START THE DATA
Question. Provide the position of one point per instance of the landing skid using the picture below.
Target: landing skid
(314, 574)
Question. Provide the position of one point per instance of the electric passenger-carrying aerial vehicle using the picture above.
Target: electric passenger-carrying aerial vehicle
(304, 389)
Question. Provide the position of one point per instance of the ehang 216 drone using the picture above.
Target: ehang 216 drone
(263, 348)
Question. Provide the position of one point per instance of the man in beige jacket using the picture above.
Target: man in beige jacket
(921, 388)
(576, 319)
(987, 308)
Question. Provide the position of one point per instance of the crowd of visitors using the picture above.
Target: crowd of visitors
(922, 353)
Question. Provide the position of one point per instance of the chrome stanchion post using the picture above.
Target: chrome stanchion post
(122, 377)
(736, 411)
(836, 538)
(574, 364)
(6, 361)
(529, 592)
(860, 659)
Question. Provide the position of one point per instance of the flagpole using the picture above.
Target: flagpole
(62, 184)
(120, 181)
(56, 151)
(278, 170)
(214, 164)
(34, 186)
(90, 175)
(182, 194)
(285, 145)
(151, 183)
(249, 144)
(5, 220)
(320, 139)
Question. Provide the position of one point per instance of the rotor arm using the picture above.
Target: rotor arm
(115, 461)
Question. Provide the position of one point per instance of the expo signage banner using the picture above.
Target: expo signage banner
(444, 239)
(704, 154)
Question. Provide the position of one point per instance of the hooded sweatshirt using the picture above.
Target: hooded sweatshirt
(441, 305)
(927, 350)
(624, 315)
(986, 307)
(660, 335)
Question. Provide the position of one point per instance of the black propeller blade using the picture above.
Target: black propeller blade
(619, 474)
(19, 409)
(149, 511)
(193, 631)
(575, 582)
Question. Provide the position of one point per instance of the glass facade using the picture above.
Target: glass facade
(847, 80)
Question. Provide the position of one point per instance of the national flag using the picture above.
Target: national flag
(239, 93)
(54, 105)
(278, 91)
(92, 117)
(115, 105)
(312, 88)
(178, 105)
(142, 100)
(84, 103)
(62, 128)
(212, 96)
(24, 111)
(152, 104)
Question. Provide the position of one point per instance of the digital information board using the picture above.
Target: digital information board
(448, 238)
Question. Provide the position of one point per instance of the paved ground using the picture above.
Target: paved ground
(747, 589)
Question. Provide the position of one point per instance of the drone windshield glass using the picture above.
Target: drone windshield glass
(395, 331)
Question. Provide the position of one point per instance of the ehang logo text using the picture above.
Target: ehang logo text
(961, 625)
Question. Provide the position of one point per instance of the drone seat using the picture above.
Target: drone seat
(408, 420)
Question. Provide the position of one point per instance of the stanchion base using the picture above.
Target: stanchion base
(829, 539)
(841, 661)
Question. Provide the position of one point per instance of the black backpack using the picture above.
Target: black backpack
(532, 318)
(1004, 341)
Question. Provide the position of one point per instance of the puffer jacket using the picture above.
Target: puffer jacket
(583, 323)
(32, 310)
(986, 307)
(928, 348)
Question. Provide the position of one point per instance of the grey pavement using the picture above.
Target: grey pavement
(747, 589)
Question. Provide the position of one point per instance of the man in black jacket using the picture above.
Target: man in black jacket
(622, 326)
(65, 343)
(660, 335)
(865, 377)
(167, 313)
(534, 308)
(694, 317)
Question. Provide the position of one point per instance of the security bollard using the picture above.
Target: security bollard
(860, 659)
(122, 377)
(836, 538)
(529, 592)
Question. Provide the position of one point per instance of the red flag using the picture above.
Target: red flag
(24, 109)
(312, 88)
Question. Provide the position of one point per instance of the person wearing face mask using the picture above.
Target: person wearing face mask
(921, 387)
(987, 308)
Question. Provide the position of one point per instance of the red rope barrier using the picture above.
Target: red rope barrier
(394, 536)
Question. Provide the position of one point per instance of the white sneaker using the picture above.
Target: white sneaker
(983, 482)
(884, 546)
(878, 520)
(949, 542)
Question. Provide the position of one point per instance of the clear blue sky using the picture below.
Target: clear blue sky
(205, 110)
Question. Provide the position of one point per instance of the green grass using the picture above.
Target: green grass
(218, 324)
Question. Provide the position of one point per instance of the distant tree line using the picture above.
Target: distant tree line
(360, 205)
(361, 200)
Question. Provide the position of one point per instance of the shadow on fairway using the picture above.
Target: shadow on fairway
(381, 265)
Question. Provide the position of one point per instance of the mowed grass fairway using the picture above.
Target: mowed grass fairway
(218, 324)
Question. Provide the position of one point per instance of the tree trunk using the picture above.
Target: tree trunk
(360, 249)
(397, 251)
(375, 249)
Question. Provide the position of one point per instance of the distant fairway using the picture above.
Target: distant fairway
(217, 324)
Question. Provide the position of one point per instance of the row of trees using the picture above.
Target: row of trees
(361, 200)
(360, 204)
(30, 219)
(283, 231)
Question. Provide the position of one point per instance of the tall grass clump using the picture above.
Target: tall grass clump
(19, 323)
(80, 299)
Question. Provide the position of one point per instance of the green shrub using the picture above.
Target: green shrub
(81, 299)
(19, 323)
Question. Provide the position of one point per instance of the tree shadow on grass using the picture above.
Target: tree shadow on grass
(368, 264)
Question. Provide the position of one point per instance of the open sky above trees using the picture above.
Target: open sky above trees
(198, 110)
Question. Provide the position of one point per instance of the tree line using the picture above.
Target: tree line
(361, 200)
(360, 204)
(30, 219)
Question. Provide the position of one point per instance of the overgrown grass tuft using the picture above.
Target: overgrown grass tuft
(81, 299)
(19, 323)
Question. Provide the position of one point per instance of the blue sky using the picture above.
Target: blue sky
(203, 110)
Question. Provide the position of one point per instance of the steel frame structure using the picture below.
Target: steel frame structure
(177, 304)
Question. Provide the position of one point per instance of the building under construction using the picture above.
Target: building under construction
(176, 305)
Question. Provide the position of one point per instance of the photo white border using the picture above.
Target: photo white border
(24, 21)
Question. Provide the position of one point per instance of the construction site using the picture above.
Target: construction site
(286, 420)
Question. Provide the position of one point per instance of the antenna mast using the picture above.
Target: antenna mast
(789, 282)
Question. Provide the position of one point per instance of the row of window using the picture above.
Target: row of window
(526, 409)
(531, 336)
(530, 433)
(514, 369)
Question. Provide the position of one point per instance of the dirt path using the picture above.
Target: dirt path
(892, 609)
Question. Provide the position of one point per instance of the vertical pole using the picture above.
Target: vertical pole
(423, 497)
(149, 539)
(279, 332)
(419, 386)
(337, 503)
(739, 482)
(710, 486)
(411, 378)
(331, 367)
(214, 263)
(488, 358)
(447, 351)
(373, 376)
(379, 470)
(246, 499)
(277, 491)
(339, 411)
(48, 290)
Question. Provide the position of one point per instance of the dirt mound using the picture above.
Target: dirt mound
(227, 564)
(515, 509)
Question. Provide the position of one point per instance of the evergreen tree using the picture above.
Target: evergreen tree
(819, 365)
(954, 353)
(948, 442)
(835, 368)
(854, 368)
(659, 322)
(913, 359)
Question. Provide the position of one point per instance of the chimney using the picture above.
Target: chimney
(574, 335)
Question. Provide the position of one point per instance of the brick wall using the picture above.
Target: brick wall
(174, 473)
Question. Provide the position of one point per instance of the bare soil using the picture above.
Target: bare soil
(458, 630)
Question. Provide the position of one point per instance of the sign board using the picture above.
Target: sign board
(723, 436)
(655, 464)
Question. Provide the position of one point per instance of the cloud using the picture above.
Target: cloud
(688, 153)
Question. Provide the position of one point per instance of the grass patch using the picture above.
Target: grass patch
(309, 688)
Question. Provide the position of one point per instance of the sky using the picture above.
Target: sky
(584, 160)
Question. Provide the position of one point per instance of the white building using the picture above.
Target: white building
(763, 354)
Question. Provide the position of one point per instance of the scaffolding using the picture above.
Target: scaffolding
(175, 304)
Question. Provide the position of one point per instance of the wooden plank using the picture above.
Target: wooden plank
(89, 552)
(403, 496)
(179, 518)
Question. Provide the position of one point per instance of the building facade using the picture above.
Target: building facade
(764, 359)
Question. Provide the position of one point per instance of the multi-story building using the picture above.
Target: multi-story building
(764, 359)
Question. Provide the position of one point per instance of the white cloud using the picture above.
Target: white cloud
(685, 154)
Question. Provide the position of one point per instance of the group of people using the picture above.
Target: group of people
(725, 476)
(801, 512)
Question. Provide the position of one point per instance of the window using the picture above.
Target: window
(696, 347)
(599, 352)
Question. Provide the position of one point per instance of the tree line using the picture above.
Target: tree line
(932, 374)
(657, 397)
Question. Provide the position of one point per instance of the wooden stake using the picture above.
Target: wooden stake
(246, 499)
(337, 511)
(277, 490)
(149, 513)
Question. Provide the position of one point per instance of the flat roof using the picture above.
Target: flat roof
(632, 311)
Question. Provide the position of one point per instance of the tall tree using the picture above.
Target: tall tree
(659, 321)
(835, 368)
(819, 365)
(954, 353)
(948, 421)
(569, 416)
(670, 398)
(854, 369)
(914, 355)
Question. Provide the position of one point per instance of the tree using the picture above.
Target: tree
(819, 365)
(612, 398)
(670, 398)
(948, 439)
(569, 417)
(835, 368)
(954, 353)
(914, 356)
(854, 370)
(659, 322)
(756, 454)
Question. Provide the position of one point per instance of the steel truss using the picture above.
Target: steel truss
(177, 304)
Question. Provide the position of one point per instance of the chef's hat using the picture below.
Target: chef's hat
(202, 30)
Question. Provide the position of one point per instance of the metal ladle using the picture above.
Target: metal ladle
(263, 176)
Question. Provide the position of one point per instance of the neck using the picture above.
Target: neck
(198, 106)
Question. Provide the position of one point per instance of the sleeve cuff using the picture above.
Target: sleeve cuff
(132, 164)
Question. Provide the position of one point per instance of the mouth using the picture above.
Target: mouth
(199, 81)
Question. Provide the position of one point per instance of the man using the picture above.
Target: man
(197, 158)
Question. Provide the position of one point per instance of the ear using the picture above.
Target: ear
END THE DATA
* [INSTRUCTIONS FOR THE TASK] Show every line of the data that includes the string "below".

* [EXERCISE RESPONSE]
Question. Provide the position of one point per instance of the landing skid using the picture below.
Question. Provide the position of one point per instance of the clear blue sky using the picture below.
Question. Provide the position of one point per instance of the steel frame structure using the picture below.
Question. Provide the position of one point per instance of the chef's hat using the picture below.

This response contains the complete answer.